> [Source document]:
....

Maybe it’s because you feel stuck with what you’ve got, or don’t want to go through the process of finding another one. Or maybe you’re not getting anywhere because you think (or your therapist thinks) it’s because you can’t change, won’t change, or like feeling miserable.

Just know that you're not trapped. In fact, there might come a time when you absolutely should move to a new therapist — and there are plenty of signs to guide your decision.

RELATED: 15 Common Types Of Therapy And How To Know Which You Need

Maybe it's not you — maybe it's your therapist

Some psycho-emotional-behavioral problems are particularly challenging. Trauma and significant mental illness require specialized care and treatment and usually take a long time to “resolve and integrate” or “cure." 

It’s also true that some therapists aren’t very good at their profession or are just downright bad. Why?

It might be that they weren’t trained very well, they’re burned out, it’s only about billable hours, or they’re practicing outside of their scope of ability. Those are all possibilities.

In 40 years as a successful therapist, I’ve heard hundreds of stories from new-to-me clients about unhelpful, disrespectful, unpleasant therapists.

What follows is a summary of the things I've heard that indicate a patient might have chosen poorly.

Everybody does things wrong or makes mistakes but a “bad therapist” is doing one or more of these examples frequently, repetitively, or consistently. If you’re experiencing or noticing these things often, it’s time to evaluate your therapist’s performance.

RELATED: 16 Questions For You (Yes, You!) To Ask Your Therapist To See If They're A Match For You

Your therapist is your 'employee'

You searched for and evaluated the prospects, vetted them, got references or reviews, interviewed them and now you’ve hired one. You are therefore the employer.

It’s generally not wise to consider yourself the “boss," but you have expectations even if your new employee has never asked you nor have you ever spelled them out specifically. 

Your employee has given you a statement of professional services which tells you what they will and will not do, what the cost of their service is and who is expected to pay it and when, what their working and availability hours are, and the best way to reach them.

The important thing here is that you are paying them yourself or through your insurance. That makes them your employee.

And, as any employee, they might be subject to dismissal if their performance is not satisfactory over time.

RELATED: Why It's So Important To Find A Therapist Who Understands You & Your Unique Identity

27 warning signs you have a bad therapist (or at least the wrong one for you)

1. They talk about themselves and their problems

This can come in the form of sharing a problem like yours without relevance or expansion in a way that might be useful to you. 

2. They don't really listen

They lose track of the conversation or wander off on tangents.

3. They don't really engage

He or she says “uh huh” a lot or leaves uncomfortable silences (unless you’re in psychoanalysis).

4. They forget details

It's a bad sign if they aren't taking notes during your sessions.

5. They frequently miss or reschedule an appointment

Personal lives can intrude on treatment, but it shouldn't become a pattern.

6. They blame you for missing an appointment they had missed or canceled

This is a sign they are not reliable and likely to shift blame.

7. They don't take responsibility for errors

It might be errors of timing, tone of voice or mixed messages.

RELATED: 3 Options For Breaking Up With Your Therapist When Things Just Aren't Working Out

8. They touch you without permission

This is an absolute violation of ethics and possibly the law.

....

> [Collected material]:
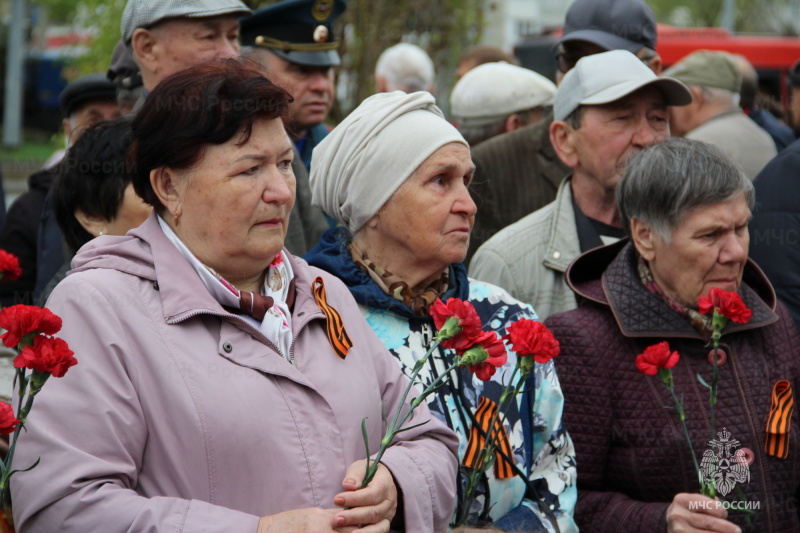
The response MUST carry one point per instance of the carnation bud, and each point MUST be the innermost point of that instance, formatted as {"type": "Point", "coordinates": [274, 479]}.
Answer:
{"type": "Point", "coordinates": [450, 329]}
{"type": "Point", "coordinates": [474, 356]}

....

> [Exercise set]:
A: List the numbered warning signs of a bad therapist that the article gives.
B: Summarize the article about bad therapists in two sentences.

> [Your responses]:
A:
1. They talk about themselves and their problems
2. They don't really listen
3. They don't really engage
4. They forget details
5. They frequently miss or reschedule an appointment
6. They blame you for missing an appointment they had missed or canceled
7. They don't take responsibility for errors
8. They touch you without permission

B: The article says people are not trapped with a therapist when therapy is getting nowhere, because some therapists are poorly trained, burned out or working beyond their ability, and anyone who often notices certain bad behaviors should evaluate the therapist's performance. It presents the therapist as an employee whom the client pays and who might be dismissed for unsatisfactory performance, then begins a list of 27 warning signs such as talking about their own problems, not really listening, frequently missing appointments and touching without permission.